Passage:
English Standard & Advanced
Module C: The Craft Of Writing
Credit: Hugh H. (Facebook HSC Discussion Group 2020)
This year, both the standard and advanced paper 2 exams did not have a reflection component for Module C.
The syllabus before 2019 required that an imaginative piece meant a creative writing response. The new syllabus, however, places emphasis on diversifying the text types studied, with students spending many hours practicing various types of writing. The tension was that in practice papers Module C questions are typically non-specific, however, for the 2020 paper, students were asked to specifically write an imaginative piece. Thus, the debate with this key word was that many students reasonably interpreted ‘imaginative’ text to mean a creative piece, however, it is arguable that a ‘discursive’ and ‘persuasive and ‘informative’ text also qualifies as an ‘imaginative’ text. Many students fell victim to throwing away their practiced discursive pieces and writing a fresh unrefined creative in the exam.

Required work: In the Module C passage, what were students specifically asked to write on the 2020 paper?

Supplied information:
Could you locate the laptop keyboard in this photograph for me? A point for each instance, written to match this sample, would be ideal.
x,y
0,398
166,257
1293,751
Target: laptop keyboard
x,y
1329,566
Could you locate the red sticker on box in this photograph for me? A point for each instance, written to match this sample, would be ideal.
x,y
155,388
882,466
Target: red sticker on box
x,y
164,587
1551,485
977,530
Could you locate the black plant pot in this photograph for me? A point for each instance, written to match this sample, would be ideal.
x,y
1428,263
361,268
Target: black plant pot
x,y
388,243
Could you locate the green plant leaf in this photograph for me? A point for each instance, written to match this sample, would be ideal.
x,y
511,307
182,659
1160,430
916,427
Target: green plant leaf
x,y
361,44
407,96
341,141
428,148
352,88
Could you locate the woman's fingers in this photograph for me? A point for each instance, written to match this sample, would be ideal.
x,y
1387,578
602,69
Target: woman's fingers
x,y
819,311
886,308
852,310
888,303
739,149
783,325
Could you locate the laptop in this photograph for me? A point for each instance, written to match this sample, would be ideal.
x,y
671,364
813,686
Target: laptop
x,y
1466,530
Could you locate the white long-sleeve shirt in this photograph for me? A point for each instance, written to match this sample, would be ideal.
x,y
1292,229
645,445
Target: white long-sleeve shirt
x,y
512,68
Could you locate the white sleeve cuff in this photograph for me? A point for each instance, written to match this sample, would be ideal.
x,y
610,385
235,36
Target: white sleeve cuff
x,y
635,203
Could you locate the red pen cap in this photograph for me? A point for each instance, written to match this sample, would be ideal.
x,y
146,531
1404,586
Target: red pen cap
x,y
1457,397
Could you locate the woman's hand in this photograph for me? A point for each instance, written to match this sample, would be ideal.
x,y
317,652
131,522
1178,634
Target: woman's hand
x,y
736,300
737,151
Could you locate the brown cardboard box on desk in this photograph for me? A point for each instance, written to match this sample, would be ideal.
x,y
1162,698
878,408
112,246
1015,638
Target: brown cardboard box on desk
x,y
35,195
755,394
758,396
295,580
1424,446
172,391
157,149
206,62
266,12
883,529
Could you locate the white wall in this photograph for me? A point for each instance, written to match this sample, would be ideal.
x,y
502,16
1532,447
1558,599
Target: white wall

Solution to the exercise: An imaginative piece.